● Extrait à lire:
_ _ _

2011-11: Conférence de
Raymond H. Lévy

Une conférence passionnante sur une période clé de l’histoire de Renault.

Le 7 novembre 2011, devant plus de 170 invités de la SHGR (dont Aimé Jardon, Paul Percie du Sert et Michel Gornet), Raymond H. Lévy, PDG de Renault de 1987 à 1992, est venu évoquer ses souvenirs de cette période charnière de l’histoire de l’entreprise.

Après avoir introduit le sujet de la conférence et remercié Raymond H. Lévy (RHL) d’avoir accepté cette invitation, Yves Dubreil pose la première question.

Quelle était votre perception de Renault avant d'en prendre la tête ?

Raymond H. Lévy dit tout d’abord son émotion d’être ici, devant cette assemblée, 25 ans après » avoir pris la succession de Georges Besse qu’il connaissait bien - il a été nommé en décembre 1986 -. Puis, il parle de ses relations avec Renault dès la fin des années 1970 : « J’étais alors N°2 d’Elf Aquitaine, partenaire de Renault. Et j’avais pu remarquer, lors de meetings communs de nos 2 sociétés, la vision très forte que Bernard Hanon avait de l’industrie automobile mondiale et de son futur : un regroupement autour de 6 constructeurs généralistes - 2 américains, 2 japonais, 2 européens -. Vision qui s’est pratiquement réalisée 20 ans plus tard et qui se complétait d’une stratégie innovante en matière de Produit. Mais, Renault était, "une entreprise gérée pour son personnel" (selon les confidences de quelques dirigeants), avec une situation financière fragile. »

RHL, en tant que client de Renault, avait eu aussi quelques expériences malheureuses : « Ma 2ème voiture de fonction chez Elf, une R14, a rapidement rouillé ! Plus tard, chez Cockerill, j’ai commandé une R25 Limousine comme voiture de fonction, et non pas une Mercedes comme me le conseillaient mes collègues. J’ai attendu cette voiture plus de 3 mois, et elle tombait en panne pratiquement tous les mois ! Le respect du client ne semblait pas être une priorité chez Renault ! »

Ce qui vous surprend le plus à votre arrivée ?

« C’est la sécurité ! On entrait librement dans cette entreprise dont le Président venait d’être assassiné ! Et même la décision de rendre obligatoire le port du badge par chaque membre du personnel se heurta aux réticences de plusieurs dirigeants… »

Les leviers du redressement ?

« J’en compte 4.
Tout d’abord, les produits étaient là : R25, R19, Espace. La politique Produit marchait bien chez Renault, et j’ai eu peu à m’en occuper.

_ _ _

● Données présentées:
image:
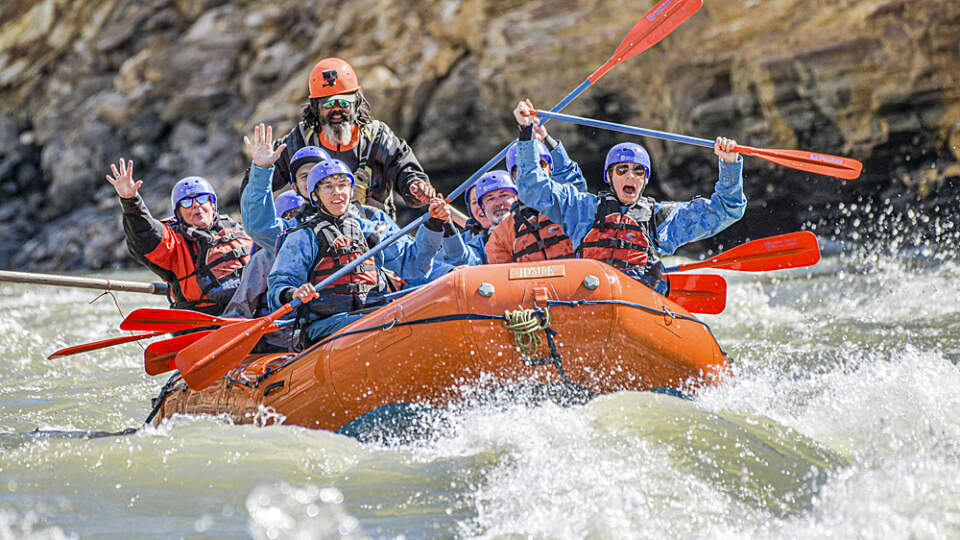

_ _ _

● Consignes:
1. Résumez en trois phrases le texte sur la conférence de Raymond H. Lévy.
2. Dans le texte sur la conférence de Raymond H. Lévy, reformulez sous forme de liste le paragraphe qui commence par « RHL, en tant que client de Renault », en conservant ses faits principaux.
3. Prolongez le texte sur la conférence de Raymond H. Lévy après sa dernière phrase.

● Résultats de l'exercice:
1. Le 7 novembre 2011, Raymond H. Lévy, PDG de Renault de 1987 à 1992, a évoqué ses souvenirs de cette période charnière devant plus de 170 invités de la SHGR. Avant d'en prendre la tête, il voyait en Renault une entreprise dotée d'une vision stratégique forte, portée par Bernard Hanon, mais financièrement fragile et peu soucieuse de ses clients, comme il l'avait lui-même constaté. À son arrivée, l'absence de sécurité l'a surpris, et il commence à exposer quatre leviers du redressement, dont des produits déjà performants comme la R25, la R19 et l'Espace.

2.
- Chez Elf, sa deuxième voiture de fonction, une R14, a rapidement rouillé.
- Chez Cockerill, il a choisi une R25 Limousine plutôt qu'une Mercedes, que lui conseillaient ses collègues.
- Il a attendu cette voiture plus de trois mois, et elle tombait en panne presque chaque mois.
- Il en conclut que le respect du client ne semblait pas être une priorité chez Renault.

3.
Ensuite, Georges Besse avait déjà entamé une action forte sur la gestion (le slogan « Un Franc, c’est un Franc ») et le personnel. J’ai poursuivi son action. Les effectifs sont passés de 214000 personnes en 1984 à 147000 en 1992. Troisième levier : la qualité et le respect du client. Et là, je revendique la paternité de ces actions. Nous reviendrons plus tard sur la qualité. Vis-à-vis de nos clients, je me suis notamment efforcé de répondre personnellement à toutes les réclamations et courriers. Cela a été pour moi un moyen de percevoir leurs attentes, de mesurer comment l’entreprise y répondait et de l’inciter à remédier à ses déficiences.

Enfin, je n’oublie pas l’apport de l’État qui n’a pas laissé tomber Renault. »

La vente d’AMC ?

« Je l’ai décidée très vite après mon arrivée. Ce pouvait être « l’Indochine » de Renault. Il y a eu beaucoup de débats. Prendrais-je la même décision aujourd’hui ? Disposant des mêmes informations qu’à l’époque, naturellement oui. Un regret, peut-être, AMC, c’était 2 choses : Jeep, et l’introduction de voitures françaises aux USA. Je n’ai pas perçu (et on ne m’a pas dit) que Jeep était une vraie richesse. Mais à l’époque, le 4X4 n’était pas encore à la mode. »

La qualité totale et le respect du client

Raymond H. Lévy rappelle ses ennuis avec les voitures Renault, ce qui le conduit à faire de la qualité un des thèmes clés de son action. Ce sera le sujet d’un de ses premiers discours à l’usine de Flins. Des propos relayés à son corps défendant par la presse (« les pannes de la R25 de Raymond Lévy»), un journaliste ayant inopportunément assisté à cette conférence. Mais ce fut finalement mobilisateur.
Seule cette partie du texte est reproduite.